L'influsso di queste conoscenze e di queste letture è evidente nei libri di mercatura, che ci sono pervenuti, soprattutto per quanto riguarda gli operatori economici toscani. Questi libri non costituiscono soltanto una fonte preziosa per la conoscenza del volume di affari che essi trattavano. Essi dimostrano anche le loro notevoli conoscenze di ragioneria e le loro capacità di calcolo. Di solito infatti ben nove erano i registri usati dalle aziende di un certo livello: il Libro grande o Libro dell'Asse, in cui erano indicati tutti i debiti ed i crediti, il Libro segreto, che conteneva i dati sulla formazione della Compagnia e sul suo regolamento, il Libro dell'Entrata e dell'Uscita, il Libro delle Compere e delle Vendite, il Libro delle Possessioni, il Libro delle Recate, cioè delle spedizioni di merce, il Libro delle Spese minute, il Libro delle vendite al minuto e il Libro dei Lavoranti.

OBIETTIVO 1 ::
Restituisci come lista JSON di stringhe, una per riga e senza le righe vuote, le righe del dataset dalla riga che contiene "In this exercise you will mark the spectator in stands" fino alla riga che contiene "<point>1208,248</point>", entrambe comprese.

VOCI DEL DATASET ::
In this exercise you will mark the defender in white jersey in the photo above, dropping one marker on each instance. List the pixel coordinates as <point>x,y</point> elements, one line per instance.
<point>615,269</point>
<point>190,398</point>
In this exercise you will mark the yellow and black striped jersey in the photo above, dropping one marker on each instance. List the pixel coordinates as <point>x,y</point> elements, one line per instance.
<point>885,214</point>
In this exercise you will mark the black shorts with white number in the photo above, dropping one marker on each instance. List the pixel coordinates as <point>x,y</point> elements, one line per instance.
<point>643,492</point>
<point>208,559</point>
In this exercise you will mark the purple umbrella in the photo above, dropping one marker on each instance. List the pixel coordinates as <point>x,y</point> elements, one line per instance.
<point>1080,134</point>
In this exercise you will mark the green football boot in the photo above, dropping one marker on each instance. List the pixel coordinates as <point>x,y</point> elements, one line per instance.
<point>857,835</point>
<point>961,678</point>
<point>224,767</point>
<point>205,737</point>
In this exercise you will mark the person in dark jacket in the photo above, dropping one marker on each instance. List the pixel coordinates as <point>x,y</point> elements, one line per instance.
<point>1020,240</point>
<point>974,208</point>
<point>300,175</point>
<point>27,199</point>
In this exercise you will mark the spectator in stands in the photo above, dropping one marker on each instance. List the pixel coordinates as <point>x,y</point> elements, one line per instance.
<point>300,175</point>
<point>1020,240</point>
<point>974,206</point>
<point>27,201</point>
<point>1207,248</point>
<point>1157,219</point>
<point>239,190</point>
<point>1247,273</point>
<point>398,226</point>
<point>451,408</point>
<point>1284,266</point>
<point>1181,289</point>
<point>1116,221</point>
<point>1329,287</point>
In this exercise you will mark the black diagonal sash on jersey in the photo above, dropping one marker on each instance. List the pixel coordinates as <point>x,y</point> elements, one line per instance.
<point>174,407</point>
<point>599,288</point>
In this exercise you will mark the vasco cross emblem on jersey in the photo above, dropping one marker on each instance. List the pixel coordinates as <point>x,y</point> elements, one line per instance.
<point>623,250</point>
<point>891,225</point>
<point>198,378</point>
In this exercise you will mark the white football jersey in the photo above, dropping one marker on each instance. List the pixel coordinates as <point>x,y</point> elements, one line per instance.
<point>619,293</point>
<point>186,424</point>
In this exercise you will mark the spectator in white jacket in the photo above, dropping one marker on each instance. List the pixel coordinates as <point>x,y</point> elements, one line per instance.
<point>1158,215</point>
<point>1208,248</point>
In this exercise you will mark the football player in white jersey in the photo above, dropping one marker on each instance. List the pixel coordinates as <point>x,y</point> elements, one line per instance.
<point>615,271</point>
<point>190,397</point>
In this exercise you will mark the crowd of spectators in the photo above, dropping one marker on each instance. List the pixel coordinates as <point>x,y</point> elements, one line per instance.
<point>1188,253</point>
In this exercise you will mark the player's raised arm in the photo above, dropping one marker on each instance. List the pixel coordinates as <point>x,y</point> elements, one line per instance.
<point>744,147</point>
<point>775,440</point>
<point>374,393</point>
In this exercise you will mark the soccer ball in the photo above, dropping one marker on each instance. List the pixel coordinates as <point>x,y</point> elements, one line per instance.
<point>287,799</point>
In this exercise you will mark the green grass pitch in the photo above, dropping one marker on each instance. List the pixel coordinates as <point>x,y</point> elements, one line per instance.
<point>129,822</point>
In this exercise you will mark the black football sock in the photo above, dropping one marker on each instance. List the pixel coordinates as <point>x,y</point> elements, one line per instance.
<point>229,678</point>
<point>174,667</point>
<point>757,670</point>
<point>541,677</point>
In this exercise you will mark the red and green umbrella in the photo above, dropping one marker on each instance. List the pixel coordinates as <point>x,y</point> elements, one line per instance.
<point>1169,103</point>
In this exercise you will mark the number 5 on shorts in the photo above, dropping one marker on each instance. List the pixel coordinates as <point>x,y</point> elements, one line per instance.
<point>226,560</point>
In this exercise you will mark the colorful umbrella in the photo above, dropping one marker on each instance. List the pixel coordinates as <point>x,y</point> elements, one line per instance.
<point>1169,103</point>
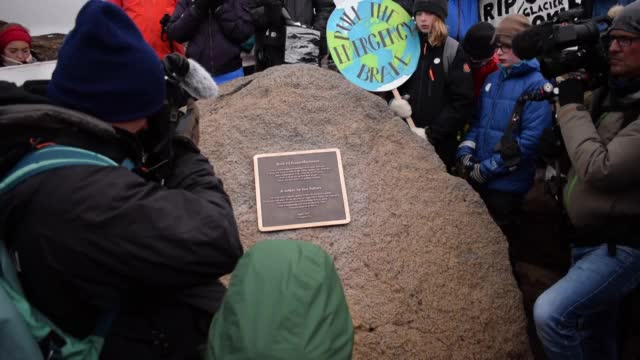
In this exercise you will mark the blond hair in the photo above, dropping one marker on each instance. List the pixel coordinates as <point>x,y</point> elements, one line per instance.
<point>439,33</point>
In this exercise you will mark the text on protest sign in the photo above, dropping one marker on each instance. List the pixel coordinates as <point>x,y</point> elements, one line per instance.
<point>374,43</point>
<point>538,11</point>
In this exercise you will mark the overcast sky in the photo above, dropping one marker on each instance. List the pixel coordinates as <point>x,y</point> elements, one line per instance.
<point>41,16</point>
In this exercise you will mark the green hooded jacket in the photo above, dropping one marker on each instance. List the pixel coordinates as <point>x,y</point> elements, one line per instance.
<point>284,302</point>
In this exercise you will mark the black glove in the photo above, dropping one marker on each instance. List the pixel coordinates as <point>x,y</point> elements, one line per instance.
<point>571,90</point>
<point>201,7</point>
<point>215,4</point>
<point>465,165</point>
<point>273,13</point>
<point>175,66</point>
<point>475,175</point>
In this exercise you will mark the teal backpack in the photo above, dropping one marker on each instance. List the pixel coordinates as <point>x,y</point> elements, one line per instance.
<point>26,334</point>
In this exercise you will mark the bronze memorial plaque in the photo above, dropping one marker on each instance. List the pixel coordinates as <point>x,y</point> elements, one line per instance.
<point>300,189</point>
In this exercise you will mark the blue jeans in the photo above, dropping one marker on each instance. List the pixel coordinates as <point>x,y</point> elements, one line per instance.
<point>577,317</point>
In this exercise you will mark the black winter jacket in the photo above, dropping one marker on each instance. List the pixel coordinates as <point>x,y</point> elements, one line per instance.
<point>266,15</point>
<point>102,240</point>
<point>214,38</point>
<point>442,102</point>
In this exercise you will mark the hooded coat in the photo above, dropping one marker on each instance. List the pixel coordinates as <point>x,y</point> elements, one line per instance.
<point>285,302</point>
<point>98,242</point>
<point>147,15</point>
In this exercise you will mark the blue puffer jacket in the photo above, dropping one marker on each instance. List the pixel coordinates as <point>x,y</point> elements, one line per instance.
<point>497,100</point>
<point>462,15</point>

OBIETTIVO 2 ::
Nel brano sui libri di mercatura, che cosa mostra che questi libri rivelano le notevoli conoscenze di ragioneria degli operatori economici?

SOLUZIONE 1 ::
[
  "In this exercise you will mark the spectator in stands in the photo above, dropping one marker on each instance. List the pixel coordinates as <point>x,y</point> elements, one line per instance.",
  "<point>300,175</point>",
  "<point>1020,240</point>",
  "<point>974,206</point>",
  "<point>27,201</point>",
  "<point>1207,248</point>",
  "<point>1157,219</point>",
  "<point>239,190</point>",
  "<point>1247,273</point>",
  "<point>398,226</point>",
  "<point>451,408</point>",
  "<point>1284,266</point>",
  "<point>1181,289</point>",
  "<point>1116,221</point>",
  "<point>1329,287</point>",
  "In this exercise you will mark the black diagonal sash on jersey in the photo above, dropping one marker on each instance. List the pixel coordinates as <point>x,y</point> elements, one line per instance.",
  "<point>174,407</point>",
  "<point>599,288</point>",
  "In this exercise you will mark the vasco cross emblem on jersey in the photo above, dropping one marker on each instance. List the pixel coordinates as <point>x,y</point> elements, one line per instance.",
  "<point>623,250</point>",
  "<point>891,225</point>",
  "<point>198,378</point>",
  "In this exercise you will mark the white football jersey in the photo above, dropping one marker on each instance. List the pixel coordinates as <point>x,y</point> elements, one line per instance.",
  "<point>619,293</point>",
  "<point>186,424</point>",
  "In this exercise you will mark the spectator in white jacket in the photo above, dropping one marker on each instance. List the pixel coordinates as <point>x,y</point> elements, one line per instance.",
  "<point>1158,215</point>",
  "<point>1208,248</point>"
]

SOLUZIONE 2 ::
Lo mostra il fatto che le aziende di un certo livello usavano di solito ben nove registri, ciascuno con una funzione precisa. Per esempio, il Libro grande o Libro dell'Asse riportava tutti i debiti e i crediti. Il Libro segreto conteneva i dati sulla formazione della Compagnia e sul suo regolamento.